## Passage shown

Personal information
- Full name: Niklas Nørgaard Møller
- Born: 31 May 1992 (age 34) Copenhagen, Denmark
- Sporting nationality: Denmark
- Residence: Copenhagen, Denmark

Career
- Turned professional: 2015
- Current tours: PGA Tour European Tour
- Former tours: Challenge Tour Nordic Golf League
- Professional wins: 4
- Highest ranking: 83 (19 January 2025) (as of 12 July 2026)

Number of wins by tour
- European Tour: 1
- Other: 3

Best results in major championships
- Masters Tournament: DNP
- PGA Championship: CUT: 2025
- U.S. Open: T43: 2026
- The Open Championship: CUT: 2025

Achievements and awards
- Nordic Golf League Order of Merit winner: 2019

= Niklas Nørgaard =

Danish professional golfer

Niklas Nørgaard Møller (born 31 May 1992) is a Danish professional golfer who plays on the European Tour.

==Amateur career==
Nørgaard was part of the Danish National Team and played in the 2014 Eisenhower Trophy in Japan. He appeared in the European Amateur Team Championship three times between 2013 and 2015, collecting a silver medal in 2015 at Halmstad Golf Club, after losing the final to Scotland.

## Required tasks
a – Answer these from the Niklas Nørgaard profile:
(i) In what year did he turn professional?
(ii) In what year did he win the Nordic Golf League Order of Merit?
(iii) Which team beat Denmark in the 2015 European Amateur Team Championship final?
b – Write out the Niklas Nørgaard profile word for word from "Best results in" up to and including "the European Tour.".

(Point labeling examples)
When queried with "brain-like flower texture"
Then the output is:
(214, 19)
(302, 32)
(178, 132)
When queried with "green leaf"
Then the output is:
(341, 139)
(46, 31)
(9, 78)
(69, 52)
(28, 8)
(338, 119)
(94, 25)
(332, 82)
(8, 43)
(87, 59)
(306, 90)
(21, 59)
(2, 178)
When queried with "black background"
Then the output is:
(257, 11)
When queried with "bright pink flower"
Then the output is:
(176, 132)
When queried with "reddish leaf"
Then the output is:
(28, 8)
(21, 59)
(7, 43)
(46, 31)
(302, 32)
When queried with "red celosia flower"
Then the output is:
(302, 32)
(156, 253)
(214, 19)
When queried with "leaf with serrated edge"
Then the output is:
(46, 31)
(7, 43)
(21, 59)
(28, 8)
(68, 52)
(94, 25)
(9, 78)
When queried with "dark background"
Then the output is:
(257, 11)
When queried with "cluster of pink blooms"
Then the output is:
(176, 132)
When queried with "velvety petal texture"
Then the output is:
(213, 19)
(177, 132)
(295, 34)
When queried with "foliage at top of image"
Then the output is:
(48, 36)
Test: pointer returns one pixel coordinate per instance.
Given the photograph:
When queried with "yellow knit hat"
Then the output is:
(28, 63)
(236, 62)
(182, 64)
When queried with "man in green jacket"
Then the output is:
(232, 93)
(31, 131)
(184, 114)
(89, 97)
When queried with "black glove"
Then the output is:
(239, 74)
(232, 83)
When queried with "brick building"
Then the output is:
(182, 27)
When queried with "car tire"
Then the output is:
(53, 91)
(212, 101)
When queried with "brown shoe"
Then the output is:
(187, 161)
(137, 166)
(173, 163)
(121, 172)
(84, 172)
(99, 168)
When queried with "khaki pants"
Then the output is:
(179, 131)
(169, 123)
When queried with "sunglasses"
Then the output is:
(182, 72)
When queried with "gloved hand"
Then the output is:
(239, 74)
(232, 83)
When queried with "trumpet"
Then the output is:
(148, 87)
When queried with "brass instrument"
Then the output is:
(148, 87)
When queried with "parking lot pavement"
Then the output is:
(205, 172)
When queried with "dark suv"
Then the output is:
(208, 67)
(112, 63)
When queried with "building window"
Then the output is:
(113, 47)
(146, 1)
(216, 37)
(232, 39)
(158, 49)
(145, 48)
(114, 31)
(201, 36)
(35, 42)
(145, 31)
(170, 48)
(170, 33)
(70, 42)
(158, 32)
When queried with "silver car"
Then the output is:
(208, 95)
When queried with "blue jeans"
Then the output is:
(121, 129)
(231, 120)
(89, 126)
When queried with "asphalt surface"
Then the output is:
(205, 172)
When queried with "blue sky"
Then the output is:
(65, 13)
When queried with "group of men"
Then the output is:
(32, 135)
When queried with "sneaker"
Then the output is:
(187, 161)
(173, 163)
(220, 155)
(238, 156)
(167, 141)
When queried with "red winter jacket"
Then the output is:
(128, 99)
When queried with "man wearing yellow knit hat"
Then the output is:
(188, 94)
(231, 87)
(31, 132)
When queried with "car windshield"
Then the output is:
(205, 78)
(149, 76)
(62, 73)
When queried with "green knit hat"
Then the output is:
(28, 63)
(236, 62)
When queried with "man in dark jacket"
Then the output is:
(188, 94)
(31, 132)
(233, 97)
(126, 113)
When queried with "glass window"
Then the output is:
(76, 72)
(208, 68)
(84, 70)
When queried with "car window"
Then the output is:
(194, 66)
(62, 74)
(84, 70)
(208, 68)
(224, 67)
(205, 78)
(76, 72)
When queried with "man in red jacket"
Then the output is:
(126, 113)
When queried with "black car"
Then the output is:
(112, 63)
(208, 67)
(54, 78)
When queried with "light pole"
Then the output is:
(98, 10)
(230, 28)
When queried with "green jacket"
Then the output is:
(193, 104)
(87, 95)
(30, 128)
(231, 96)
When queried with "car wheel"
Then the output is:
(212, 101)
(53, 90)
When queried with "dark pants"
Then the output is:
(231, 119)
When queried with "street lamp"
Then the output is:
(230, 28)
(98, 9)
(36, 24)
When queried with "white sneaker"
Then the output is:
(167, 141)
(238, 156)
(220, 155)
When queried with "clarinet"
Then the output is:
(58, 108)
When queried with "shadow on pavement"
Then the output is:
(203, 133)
* * *
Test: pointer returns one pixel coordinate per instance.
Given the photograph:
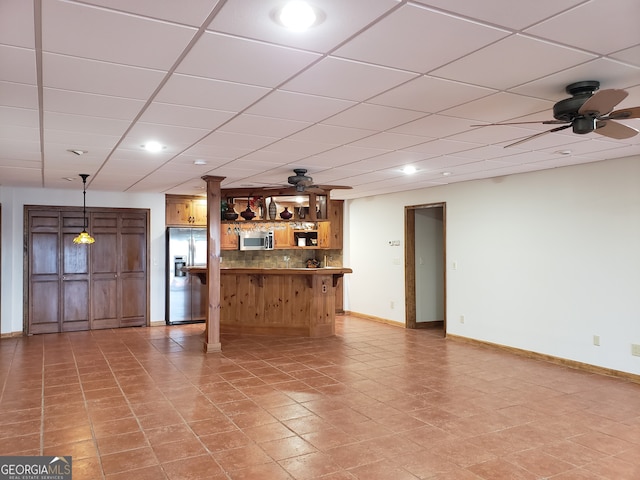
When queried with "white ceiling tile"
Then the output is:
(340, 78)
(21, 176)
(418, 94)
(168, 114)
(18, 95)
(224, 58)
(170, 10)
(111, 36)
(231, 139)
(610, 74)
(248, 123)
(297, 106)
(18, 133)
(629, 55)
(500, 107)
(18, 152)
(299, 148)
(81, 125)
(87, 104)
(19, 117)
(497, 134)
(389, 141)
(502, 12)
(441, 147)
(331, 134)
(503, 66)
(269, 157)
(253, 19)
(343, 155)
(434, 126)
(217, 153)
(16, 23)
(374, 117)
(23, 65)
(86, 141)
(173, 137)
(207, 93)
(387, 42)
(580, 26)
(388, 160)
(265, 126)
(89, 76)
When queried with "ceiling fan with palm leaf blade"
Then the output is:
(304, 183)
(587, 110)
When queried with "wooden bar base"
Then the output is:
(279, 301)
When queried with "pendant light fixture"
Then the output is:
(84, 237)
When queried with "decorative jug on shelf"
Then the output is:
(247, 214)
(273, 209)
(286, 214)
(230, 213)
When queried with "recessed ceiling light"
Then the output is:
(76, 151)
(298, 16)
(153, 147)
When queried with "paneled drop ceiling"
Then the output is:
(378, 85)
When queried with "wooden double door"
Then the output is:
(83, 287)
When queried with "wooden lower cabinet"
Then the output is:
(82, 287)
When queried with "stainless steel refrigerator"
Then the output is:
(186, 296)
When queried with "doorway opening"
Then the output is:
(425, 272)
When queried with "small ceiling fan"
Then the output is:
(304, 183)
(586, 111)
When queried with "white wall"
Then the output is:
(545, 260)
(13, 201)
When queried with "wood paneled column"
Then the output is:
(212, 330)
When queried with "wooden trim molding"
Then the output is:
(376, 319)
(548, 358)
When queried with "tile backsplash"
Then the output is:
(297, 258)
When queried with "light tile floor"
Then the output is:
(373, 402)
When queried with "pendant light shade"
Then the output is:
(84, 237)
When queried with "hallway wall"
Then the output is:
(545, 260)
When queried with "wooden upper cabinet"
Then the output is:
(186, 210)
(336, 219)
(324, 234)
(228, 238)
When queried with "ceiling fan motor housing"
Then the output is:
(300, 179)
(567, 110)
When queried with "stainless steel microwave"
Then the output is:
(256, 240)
* * *
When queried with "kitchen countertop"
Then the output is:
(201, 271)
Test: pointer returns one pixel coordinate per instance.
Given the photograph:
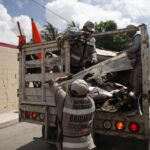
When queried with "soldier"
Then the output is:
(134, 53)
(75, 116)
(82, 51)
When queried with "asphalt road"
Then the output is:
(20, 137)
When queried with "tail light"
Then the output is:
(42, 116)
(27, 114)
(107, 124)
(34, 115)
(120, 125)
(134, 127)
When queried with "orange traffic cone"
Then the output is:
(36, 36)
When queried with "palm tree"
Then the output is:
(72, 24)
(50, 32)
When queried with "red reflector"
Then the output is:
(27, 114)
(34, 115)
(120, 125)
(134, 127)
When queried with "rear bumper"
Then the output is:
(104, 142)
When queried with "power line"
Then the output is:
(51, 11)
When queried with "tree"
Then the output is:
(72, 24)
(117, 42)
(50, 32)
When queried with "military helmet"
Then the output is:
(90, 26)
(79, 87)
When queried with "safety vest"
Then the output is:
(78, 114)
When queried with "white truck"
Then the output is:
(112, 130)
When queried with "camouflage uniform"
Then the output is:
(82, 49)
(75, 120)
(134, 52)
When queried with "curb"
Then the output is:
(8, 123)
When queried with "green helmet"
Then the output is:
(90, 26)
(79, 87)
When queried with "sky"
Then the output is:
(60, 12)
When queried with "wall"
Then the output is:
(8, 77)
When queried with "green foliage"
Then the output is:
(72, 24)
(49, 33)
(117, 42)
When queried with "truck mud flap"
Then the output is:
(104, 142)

## Solutions per task
a –
(i) 2015
(ii) 2019
(iii) Scotland

b –
Best results in major championships
- Masters Tournament: DNP
- PGA Championship: CUT: 2025
- U.S. Open: T43: 2026
- The Open Championship: CUT: 2025

Achievements and awards
- Nordic Golf League Order of Merit winner: 2019

= Niklas Nørgaard =

Danish professional golfer

Niklas Nørgaard Møller (born 31 May 1992) is a Danish professional golfer who plays on the European Tour.